____ Information supplied
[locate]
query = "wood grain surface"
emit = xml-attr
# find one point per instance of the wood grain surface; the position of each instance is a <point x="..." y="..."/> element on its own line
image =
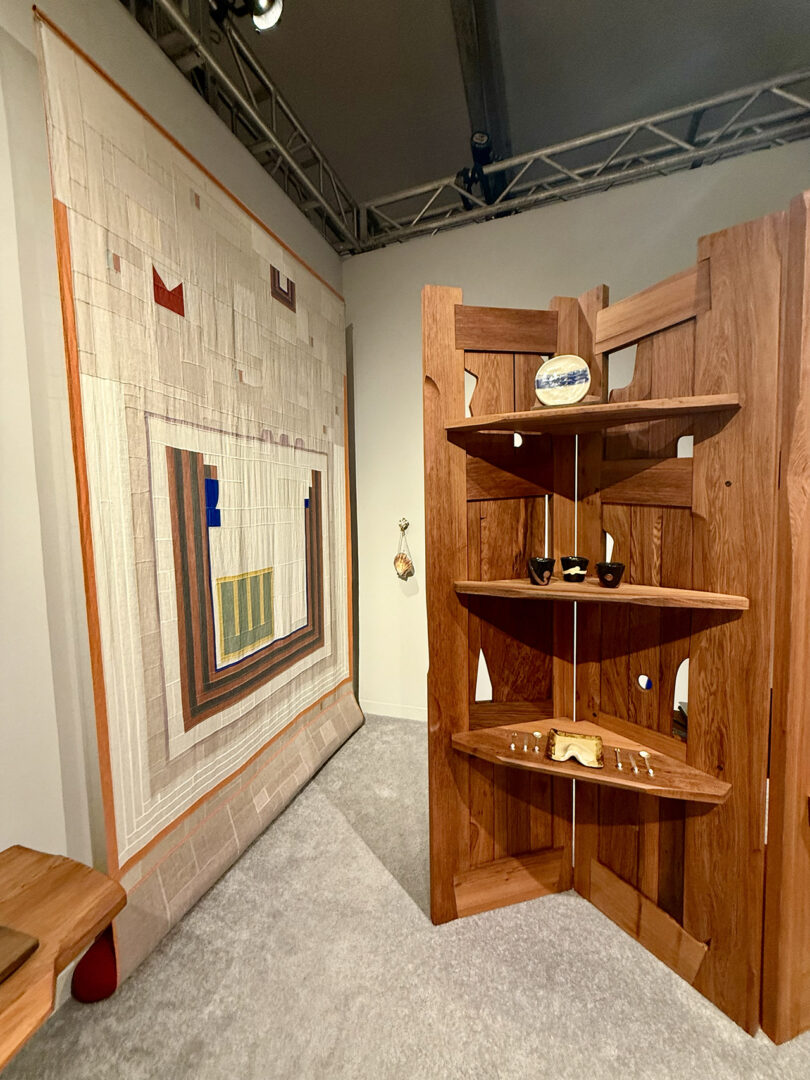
<point x="570" y="419"/>
<point x="733" y="549"/>
<point x="591" y="591"/>
<point x="15" y="948"/>
<point x="445" y="518"/>
<point x="669" y="302"/>
<point x="673" y="778"/>
<point x="64" y="905"/>
<point x="786" y="947"/>
<point x="505" y="329"/>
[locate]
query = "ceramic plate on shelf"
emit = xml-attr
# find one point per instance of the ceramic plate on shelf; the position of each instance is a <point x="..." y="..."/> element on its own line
<point x="563" y="380"/>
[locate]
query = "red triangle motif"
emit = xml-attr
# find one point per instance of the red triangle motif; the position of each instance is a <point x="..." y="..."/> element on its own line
<point x="171" y="298"/>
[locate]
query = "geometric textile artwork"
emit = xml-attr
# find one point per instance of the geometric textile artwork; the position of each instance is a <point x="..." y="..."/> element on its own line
<point x="206" y="379"/>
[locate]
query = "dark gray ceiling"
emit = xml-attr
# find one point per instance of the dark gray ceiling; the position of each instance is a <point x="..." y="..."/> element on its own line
<point x="583" y="65"/>
<point x="379" y="84"/>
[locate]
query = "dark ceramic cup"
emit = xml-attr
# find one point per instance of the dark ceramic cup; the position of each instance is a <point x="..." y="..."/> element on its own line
<point x="610" y="574"/>
<point x="574" y="567"/>
<point x="540" y="570"/>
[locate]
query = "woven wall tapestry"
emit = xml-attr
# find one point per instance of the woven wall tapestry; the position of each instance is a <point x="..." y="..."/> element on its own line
<point x="206" y="374"/>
________
_Required work_
Without the pictures, give all of the entries above again exactly.

_Solution_
[locate]
query = "wood grain surface"
emit = xml-attr
# find one point per instance of the wood grain surface; the position of each instance is a <point x="..." y="..."/> element on its own line
image =
<point x="570" y="419"/>
<point x="733" y="549"/>
<point x="591" y="591"/>
<point x="15" y="948"/>
<point x="445" y="518"/>
<point x="669" y="302"/>
<point x="673" y="778"/>
<point x="64" y="905"/>
<point x="786" y="947"/>
<point x="505" y="329"/>
[locate]
query = "ceramic plate on shelf"
emit = xml-attr
# find one point per instance of the ceramic plate on shelf; the position of each instance is a <point x="..." y="..."/> element on its own line
<point x="563" y="380"/>
[locate]
query = "red triangle motif"
emit = xml-attr
# find one point per instance of the red triangle motif; the position of each instance is a <point x="..." y="..."/> element on its own line
<point x="171" y="298"/>
[locate]
query = "geometric textile artwork"
emit = xml-attr
# find one point per instance of the geometric textile artwork; the position of each instance is a <point x="..." y="..."/> element on its own line
<point x="206" y="379"/>
[locate]
query = "dark gray ceiling"
emit = xml-attr
# find one point per instance of the dark gray ceiling; the position of each instance is a <point x="..." y="..."/> element on its own line
<point x="583" y="65"/>
<point x="379" y="84"/>
[locate]
query = "dark ceramic cup"
emit = xml-attr
# find one point per instance of the dark ceramic cup; the position of each instance is a <point x="..." y="..."/> element on its own line
<point x="610" y="574"/>
<point x="574" y="567"/>
<point x="540" y="570"/>
[locate]
query = "woven wall tapestry"
emit = xml-attr
# find one point per instance of the woven wall tapestry; the position of each instance is a <point x="..." y="..."/> element on its own line
<point x="206" y="374"/>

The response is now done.